_THE TASK_
Turn all the items below into a single numbered list with one line per number, leaving out every blank line.

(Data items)
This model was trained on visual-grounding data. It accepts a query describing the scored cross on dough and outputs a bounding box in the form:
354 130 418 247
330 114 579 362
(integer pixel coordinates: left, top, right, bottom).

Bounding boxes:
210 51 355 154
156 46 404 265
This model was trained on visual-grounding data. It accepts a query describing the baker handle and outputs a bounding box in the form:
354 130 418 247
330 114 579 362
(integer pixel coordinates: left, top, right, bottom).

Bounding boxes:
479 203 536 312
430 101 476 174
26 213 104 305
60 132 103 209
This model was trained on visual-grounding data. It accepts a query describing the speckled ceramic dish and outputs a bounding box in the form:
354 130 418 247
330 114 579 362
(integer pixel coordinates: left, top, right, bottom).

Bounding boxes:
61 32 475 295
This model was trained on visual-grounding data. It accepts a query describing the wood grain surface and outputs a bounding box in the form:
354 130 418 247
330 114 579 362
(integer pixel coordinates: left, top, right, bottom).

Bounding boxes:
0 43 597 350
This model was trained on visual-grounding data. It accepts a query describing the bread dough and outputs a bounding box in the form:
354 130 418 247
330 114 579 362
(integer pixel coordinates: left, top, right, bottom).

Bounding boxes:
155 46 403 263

_EXERCISE ANSWER_
1. This model was trained on visual-grounding data. It accepts a query describing the scored cross on dough and outputs a bounding box in the form:
2. 354 130 418 247
3. 330 114 579 362
4. (integer pixel coordinates: left, top, right, bottom).
5. Bounding boxes:
6. 210 51 355 154
7. 156 46 404 265
8. This model was trained on visual-grounding data. It accepts a query describing the baker handle and outputs a bounding box in the form:
9. 354 130 418 247
10. 330 114 579 362
11. (integer pixel coordinates: left, top, right, bottom).
12. Bounding boxes:
13. 479 203 536 312
14. 430 101 476 174
15. 26 213 104 305
16. 60 132 103 209
17. This model was trained on visual-grounding data. It accepts a query describing the speckled ceramic dish and outputs a bounding box in the form:
18. 354 130 418 247
19. 330 114 579 362
20. (integer pixel coordinates: left, top, right, bottom).
21. Bounding boxes:
22. 61 32 475 295
23. This model was trained on visual-grounding data. It accepts a query describing the wood grain surface and outputs a bounding box in the form:
24. 354 130 418 247
25. 330 114 579 362
26. (integer pixel coordinates: left, top, right, bottom).
27. Bounding boxes:
28. 0 43 597 350
29. This model was trained on visual-grounding data. It accepts a query describing the bread dough and outputs a bounding box in the form:
30. 354 130 418 247
31. 330 114 579 362
32. (integer pixel coordinates: left, top, right, bottom).
33. Bounding boxes:
34. 155 46 403 263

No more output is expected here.